• **Travail demandé**:
Recopiez à l'identique toutes les lignes de la liste ci-dessous, sans en omettre aucune.

• **Données d'entrée**:
•••

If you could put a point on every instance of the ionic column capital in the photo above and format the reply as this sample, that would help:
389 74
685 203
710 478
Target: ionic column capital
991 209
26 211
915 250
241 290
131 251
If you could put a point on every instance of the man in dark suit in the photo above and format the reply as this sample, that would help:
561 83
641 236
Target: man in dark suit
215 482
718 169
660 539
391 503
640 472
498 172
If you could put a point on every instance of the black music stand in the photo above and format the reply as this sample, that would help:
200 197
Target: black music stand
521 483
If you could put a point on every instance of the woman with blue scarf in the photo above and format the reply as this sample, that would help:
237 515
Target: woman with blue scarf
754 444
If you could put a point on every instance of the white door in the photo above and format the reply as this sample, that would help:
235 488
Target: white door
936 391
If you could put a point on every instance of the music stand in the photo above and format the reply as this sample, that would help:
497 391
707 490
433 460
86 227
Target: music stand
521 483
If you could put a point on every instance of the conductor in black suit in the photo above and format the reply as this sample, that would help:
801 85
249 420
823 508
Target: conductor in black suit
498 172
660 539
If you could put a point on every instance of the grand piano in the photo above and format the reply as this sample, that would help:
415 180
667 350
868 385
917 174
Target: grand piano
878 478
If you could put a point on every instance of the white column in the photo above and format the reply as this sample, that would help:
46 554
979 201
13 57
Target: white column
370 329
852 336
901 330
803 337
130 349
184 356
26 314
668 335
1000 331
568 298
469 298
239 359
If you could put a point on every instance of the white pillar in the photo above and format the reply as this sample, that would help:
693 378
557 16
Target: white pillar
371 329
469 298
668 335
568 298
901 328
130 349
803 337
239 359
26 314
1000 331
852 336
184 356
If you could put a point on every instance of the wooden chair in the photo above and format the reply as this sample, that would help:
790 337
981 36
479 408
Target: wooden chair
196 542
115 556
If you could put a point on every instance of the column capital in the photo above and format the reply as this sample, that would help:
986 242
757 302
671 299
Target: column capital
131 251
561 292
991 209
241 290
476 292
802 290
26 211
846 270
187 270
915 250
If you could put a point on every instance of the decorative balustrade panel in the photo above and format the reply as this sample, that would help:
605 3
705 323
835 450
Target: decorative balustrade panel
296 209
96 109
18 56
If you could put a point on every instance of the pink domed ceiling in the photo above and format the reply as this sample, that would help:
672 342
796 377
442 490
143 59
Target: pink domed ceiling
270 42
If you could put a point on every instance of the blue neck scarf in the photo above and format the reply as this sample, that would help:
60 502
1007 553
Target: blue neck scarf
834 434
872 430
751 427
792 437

•••

• **Réponse proposée**:
If you could put a point on every instance of the ionic column capital in the photo above and format the reply as this sample, that would help:
389 74
685 203
710 478
Target: ionic column capital
991 209
26 211
915 250
241 290
131 251
If you could put a point on every instance of the man in dark suit in the photo above and format the reply as this sample, that would help:
561 83
641 236
Target: man in dark suit
215 482
718 169
660 539
391 503
640 472
498 172
If you could put a point on every instance of the black music stand in the photo above and format the reply as this sample, that would help:
200 197
Target: black music stand
521 483
If you could put a point on every instance of the woman with blue scarf in the photo above and format the reply as this sample, that would help:
237 515
Target: woman with blue scarf
754 444
If you could put a point on every instance of the white door in the photo above and format the reply as this sample, that would help:
235 488
Target: white door
936 391
If you could put a point on every instance of the music stand in the photo above and format the reply as this sample, that would help:
497 391
707 490
433 460
86 227
Target: music stand
521 483
If you could put a point on every instance of the conductor in black suit in the photo above and format the reply as this sample, that would help:
801 85
249 420
823 508
Target: conductor in black suit
498 172
660 539
If you could put a point on every instance of the grand piano in the photo above and format the reply as this sample, that would help:
415 180
667 350
868 385
917 174
Target: grand piano
878 478
If you could put a point on every instance of the white column in the photo above and format the reply as this sample, that would help:
46 554
979 201
13 57
Target: white column
370 329
852 336
901 330
803 337
130 349
184 356
26 314
668 335
1000 331
568 298
469 298
239 359
If you could put a point on every instance of the white pillar in the photo above and format the reply as this sample, that would help:
693 378
557 16
Target: white pillar
371 329
469 298
668 335
568 298
901 328
130 349
803 337
239 359
26 314
1000 331
852 336
184 356
If you could put a point on every instance of the wooden chair in the photo above and format the reply as this sample, that would help:
790 337
981 36
479 408
Target: wooden chair
196 542
115 556
If you could put a point on every instance of the column capital in the photo above and format the reply as this sample, that would help:
986 242
757 302
671 299
Target: column capital
131 251
561 292
991 209
241 290
476 292
802 290
26 211
846 270
187 270
915 250
If you could put a point on every instance of the decorative balustrade panel in the photo above and format the reply as this sample, that would help:
605 3
705 323
835 450
Target: decorative balustrade panel
296 209
96 109
18 56
If you could put a point on every instance of the pink domed ceiling in the photo above and format the reply as this sample, that would help:
672 342
796 377
442 490
143 59
Target: pink domed ceiling
270 42
If you could put a point on every instance of the blue neck scarf in the photo above and format the reply as this sample, that would help:
60 502
1007 553
Target: blue neck scarf
834 434
872 430
751 427
792 437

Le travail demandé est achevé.